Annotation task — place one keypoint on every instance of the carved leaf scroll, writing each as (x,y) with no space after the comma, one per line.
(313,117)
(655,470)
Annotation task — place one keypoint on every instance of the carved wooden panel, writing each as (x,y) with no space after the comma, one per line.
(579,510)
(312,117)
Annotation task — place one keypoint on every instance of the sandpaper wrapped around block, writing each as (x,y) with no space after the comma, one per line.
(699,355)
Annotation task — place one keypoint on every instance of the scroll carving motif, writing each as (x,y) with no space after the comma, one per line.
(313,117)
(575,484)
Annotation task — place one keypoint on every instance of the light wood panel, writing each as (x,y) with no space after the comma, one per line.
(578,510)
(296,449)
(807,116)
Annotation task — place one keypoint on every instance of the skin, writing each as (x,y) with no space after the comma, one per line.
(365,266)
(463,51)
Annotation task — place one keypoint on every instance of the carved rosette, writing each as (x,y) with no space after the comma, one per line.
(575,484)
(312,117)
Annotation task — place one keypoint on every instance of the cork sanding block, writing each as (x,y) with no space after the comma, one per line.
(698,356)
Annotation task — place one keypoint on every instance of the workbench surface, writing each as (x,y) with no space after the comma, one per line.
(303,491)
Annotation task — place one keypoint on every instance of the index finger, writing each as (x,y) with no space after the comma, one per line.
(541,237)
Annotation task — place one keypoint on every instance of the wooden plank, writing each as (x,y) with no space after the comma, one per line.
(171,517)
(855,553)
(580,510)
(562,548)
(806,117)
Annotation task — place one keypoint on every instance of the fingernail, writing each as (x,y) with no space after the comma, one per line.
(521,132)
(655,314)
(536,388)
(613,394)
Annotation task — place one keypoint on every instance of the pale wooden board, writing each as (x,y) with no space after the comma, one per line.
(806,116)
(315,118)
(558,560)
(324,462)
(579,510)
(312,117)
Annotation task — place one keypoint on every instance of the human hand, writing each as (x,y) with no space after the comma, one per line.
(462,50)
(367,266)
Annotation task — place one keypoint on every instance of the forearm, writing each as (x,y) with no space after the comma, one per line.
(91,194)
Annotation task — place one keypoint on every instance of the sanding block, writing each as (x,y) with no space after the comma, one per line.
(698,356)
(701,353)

------------------------------------------------------------

▶ [Job]
Reproduce, unchanged, the lines of the listing from the line containing "the forearm, writing" through the last line of the listing, both included.

▶ [Answer]
Annotation task — place one keypoint on every instance of the forearm, writing each as (x,y) with no space after the comma, one per line.
(91,194)
Annotation task — place one keypoint on every instance of the sanding block, writing each as (x,y) with no space after the comma, one per line.
(698,356)
(701,353)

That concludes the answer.